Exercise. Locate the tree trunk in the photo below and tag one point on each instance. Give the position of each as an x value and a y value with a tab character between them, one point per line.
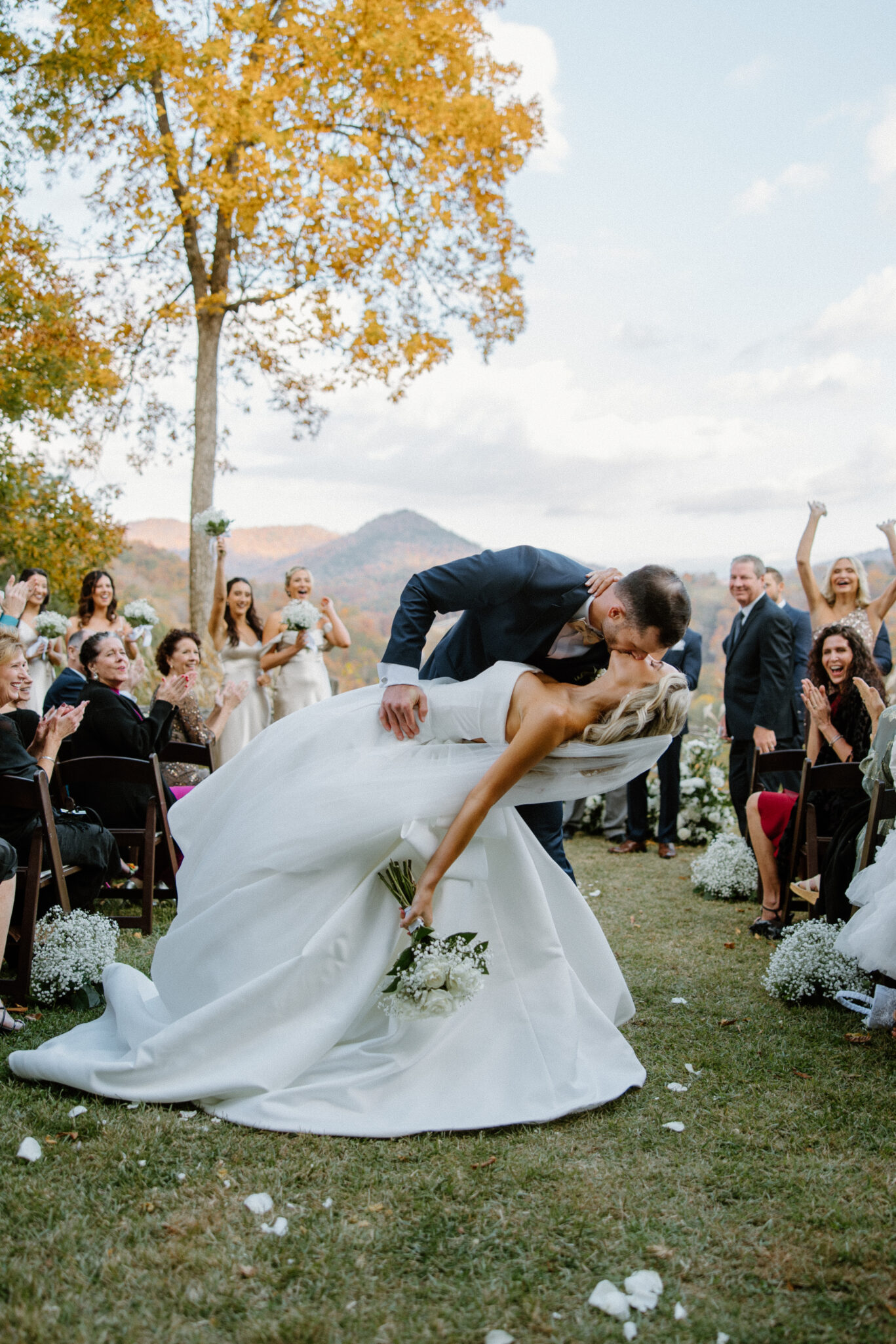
202	565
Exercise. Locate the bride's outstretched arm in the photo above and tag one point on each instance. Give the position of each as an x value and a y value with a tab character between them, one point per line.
543	729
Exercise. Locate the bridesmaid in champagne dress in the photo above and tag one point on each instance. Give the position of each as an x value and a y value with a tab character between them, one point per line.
237	633
45	656
302	678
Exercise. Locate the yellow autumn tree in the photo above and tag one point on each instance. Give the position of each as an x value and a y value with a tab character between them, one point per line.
319	182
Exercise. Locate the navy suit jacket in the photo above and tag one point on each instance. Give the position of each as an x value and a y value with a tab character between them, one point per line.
883	654
688	660
759	674
513	605
66	690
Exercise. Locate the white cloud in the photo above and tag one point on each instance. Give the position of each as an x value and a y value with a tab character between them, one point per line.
742	77
880	144
843	371
532	49
797	178
868	313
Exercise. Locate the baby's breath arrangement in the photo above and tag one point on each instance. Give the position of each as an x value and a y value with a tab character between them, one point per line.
300	614
806	964
51	625
212	522
727	871
435	976
71	949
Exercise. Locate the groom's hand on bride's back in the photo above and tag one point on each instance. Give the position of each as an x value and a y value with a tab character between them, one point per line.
399	709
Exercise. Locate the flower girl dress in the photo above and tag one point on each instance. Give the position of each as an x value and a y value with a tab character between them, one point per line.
262	1000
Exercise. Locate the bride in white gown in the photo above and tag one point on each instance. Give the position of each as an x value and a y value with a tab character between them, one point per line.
262	1000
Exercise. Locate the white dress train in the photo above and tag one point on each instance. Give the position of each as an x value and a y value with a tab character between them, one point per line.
871	934
253	715
262	1000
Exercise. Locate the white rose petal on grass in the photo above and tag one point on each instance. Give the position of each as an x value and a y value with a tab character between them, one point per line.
644	1289
610	1300
258	1203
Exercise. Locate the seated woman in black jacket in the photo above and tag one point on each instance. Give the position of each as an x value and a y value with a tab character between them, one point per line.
81	840
113	724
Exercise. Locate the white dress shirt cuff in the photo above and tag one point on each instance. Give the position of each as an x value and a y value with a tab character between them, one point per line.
393	674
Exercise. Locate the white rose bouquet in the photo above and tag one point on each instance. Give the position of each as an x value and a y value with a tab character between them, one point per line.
70	952
212	522
50	625
806	964
435	976
142	616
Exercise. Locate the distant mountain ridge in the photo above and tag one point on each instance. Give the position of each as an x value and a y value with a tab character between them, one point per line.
370	568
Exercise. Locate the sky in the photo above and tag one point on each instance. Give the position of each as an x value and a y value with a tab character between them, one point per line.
711	309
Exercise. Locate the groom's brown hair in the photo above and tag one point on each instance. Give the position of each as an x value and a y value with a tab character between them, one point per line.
656	597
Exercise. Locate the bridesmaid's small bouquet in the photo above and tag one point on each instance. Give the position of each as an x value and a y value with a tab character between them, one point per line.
435	976
212	522
50	625
142	616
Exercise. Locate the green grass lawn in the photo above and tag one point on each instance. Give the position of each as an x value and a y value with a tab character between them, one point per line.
770	1217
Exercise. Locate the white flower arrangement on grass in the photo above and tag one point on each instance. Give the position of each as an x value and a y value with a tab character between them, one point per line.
435	976
70	952
300	614
212	522
51	625
806	964
727	871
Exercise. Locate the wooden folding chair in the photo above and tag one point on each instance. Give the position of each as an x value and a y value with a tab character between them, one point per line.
152	840
31	878
774	762
883	808
808	847
187	753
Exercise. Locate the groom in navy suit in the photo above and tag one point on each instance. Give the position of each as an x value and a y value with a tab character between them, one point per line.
526	605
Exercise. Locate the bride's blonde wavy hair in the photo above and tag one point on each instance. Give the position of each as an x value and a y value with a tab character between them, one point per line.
646	713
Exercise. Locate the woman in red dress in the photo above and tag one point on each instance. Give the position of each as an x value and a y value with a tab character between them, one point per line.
840	730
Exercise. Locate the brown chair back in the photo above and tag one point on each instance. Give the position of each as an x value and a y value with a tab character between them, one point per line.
883	808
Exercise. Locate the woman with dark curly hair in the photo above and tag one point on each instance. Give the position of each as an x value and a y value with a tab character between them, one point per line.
98	612
179	654
840	730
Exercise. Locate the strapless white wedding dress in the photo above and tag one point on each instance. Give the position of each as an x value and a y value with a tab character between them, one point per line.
262	1000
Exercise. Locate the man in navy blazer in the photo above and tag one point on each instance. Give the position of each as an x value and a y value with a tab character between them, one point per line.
773	582
524	605
70	683
687	655
759	679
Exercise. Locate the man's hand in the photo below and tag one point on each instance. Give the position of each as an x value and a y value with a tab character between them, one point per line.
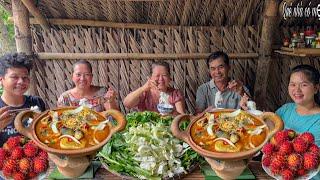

● ● ● ● ●

WORK REQUIRED →
Give the listing again, exactly as it appears, but without its images.

EXERCISE RESULT →
Exercise. Locate the tree trunk in the photo below and tag one point on each instance. Give the position of each as an x value and a y value with a tab character between them, one point per line.
202	565
Exercise. Locate the bride's outstretched arm in the photo above and tag one point on each instance. Give the position of each as an x value and a y value with a tab character between them, one point per line.
543	729
Exercise. Locate the bridesmaid in champagne dress in the photo above and tag one point on each instance. Give the position of each as an x value and a y value with a tab character between them, one point per line.
237	633
45	656
302	678
Exercise. Locate the yellow autumn tree in the photo above and tag one point on each instance. Give the position of each as an x value and a y value with a tab character between them, one point per line.
319	182
Exercise. Locate the navy suit jacket in the photo above and tag one point on each instance. Give the position of each as an x value and a y value with a tab character between them, one point per line.
883	654
688	660
759	674
513	605
66	690
Exercise. Locate the white cloud in the photo above and tag one point on each instance. Give the position of each as an x value and a y value with a tab character between them, one point per line.
742	77
880	144
843	371
532	49
797	178
868	313
Exercise. Locate the baby's breath arrangement in the photo above and tag one point on each instance. Give the position of each as an x value and a y value with a tab character between them, one point per line.
300	614
806	964
51	625
212	522
727	871
435	976
71	949
Exercise. Locate the groom's hand on bride's back in the photo above and tag one point on each instance. Give the position of each as an x value and a y value with a tab character between them, one point per line.
399	709
Exercise. Locate the flower girl dress in the photo above and tag one point on each instance. Give the position of each as an x value and a y value with a tab character between them, one point per line.
262	1000
Exercise. Locate the bride in white gown in the photo above and tag one point on each instance. Give the position of each as an x value and a y value with a tab character between them, one point per line.
262	1000
Exercise. Locate the white dress train in the photo above and tag one point on each instance. Give the position of each as an x value and a y value with a tab character between them, one point per line.
871	934
253	715
262	1000
Exercise. Locate the white rose petal on grass in the photo above and tag one point on each instance. Give the position of each as an x value and a y value with a tab character between them, one point per line.
644	1289
610	1300
258	1203
Exercise. Locate the seated woman in black jacket in the photo above and tag one point on each instance. Give the position of each as an x value and a y value with a tab character between them, one point per line.
81	840
113	724
Exercise. Locate the white dress shirt cuff in the photo above and tag one point on each instance. Give the position of each as an x value and a y value with a tab character between them, one point per line.
393	674
Exercise. Locate the white rose bouquet in the photo above and tag one point on each instance. Give the position of each as an x value and a y value with a tab character between them, one point per line.
70	952
212	522
50	625
806	964
435	976
142	616
Exercise. Locate the distant mountain ridge in the photo above and tag one point on each instance. Give the position of each as an x value and a y value with a tab character between them, one point per line.
370	568
Exercise. Locate the sky in the photo above and tag one point on each instance. Give the position of each as an x value and a y value with a tab character between them, one point per line.
711	309
Exercise. Locate the groom's brown hair in the photo above and tag one point on each instance. Give the position of each as an x value and a y value with a tab character between them, one point per line.
656	597
Exercise. Locate the bridesmaid's small bouquet in the photo above and tag one point on each instance. Give the position of each as an x value and a y value with a tab character between them, one point per line.
435	976
212	522
50	625
142	616
Exercise. Locate the green grass lawn in the photo above and tag one point on each instance. Give the position of each as an x value and a y value with a tab character between them, one point per line.
770	1217
Exercise. Locate the white flower arrangement on grass in the photo above and tag one point on each instance. Give the position of each as an x value and a y value with a tab character between them, one point per line.
435	976
70	952
300	614
212	522
51	625
806	964
727	871
Exercise. Locate the wooden folding chair in the photo above and tag one point on each instance. Give the position of each as an x value and a y value with a tab character between them, one point per line.
152	840
31	878
774	762
883	808
808	847
187	753
Exercise. Locate the groom in navy suit in the photo above and tag one point on each instance. Give the position of each as an x value and a y value with a tab character between them, one point per line.
526	605
Exercise. Locate the bride's blonde wavy hair in the photo above and tag one point on each instance. Give the position of each as an x value and a y value with a tab character between them, one point per line.
646	713
Exercise. Locate the woman in red dress in the photo above and tag one point on each instance. Give the position of each as an x value and a y value with a tab character between them, one point per line.
840	730
Exercise. Locate the brown chair back in the photo above and tag one point on each instance. Give the position of each as an x value and a y value with a tab character between them, one point per line.
883	808
Exercise. Locate the woman with dark curly hair in the photo above and tag one point on each instance. Give the position of each as an x value and a y value with a tab character between them, one point per line.
98	612
179	654
840	730
Exercise. Locate the strapless white wedding dress in the photo above and tag one point on each instance. Give the position of each as an x value and a y value with a tab character between them, one point per line.
262	1000
Exercise. Locate the man in navy blazer in the photo above and tag one point on each instance. Give the position of each as an x value and a y value with a tab character between them, one point per line.
773	582
524	605
70	683
687	655
759	679
Exercise. Locate the man's hand in the photo below and tag one point on each instance. Give the position of each as an x value and a y value with a tab character between them, one point per line.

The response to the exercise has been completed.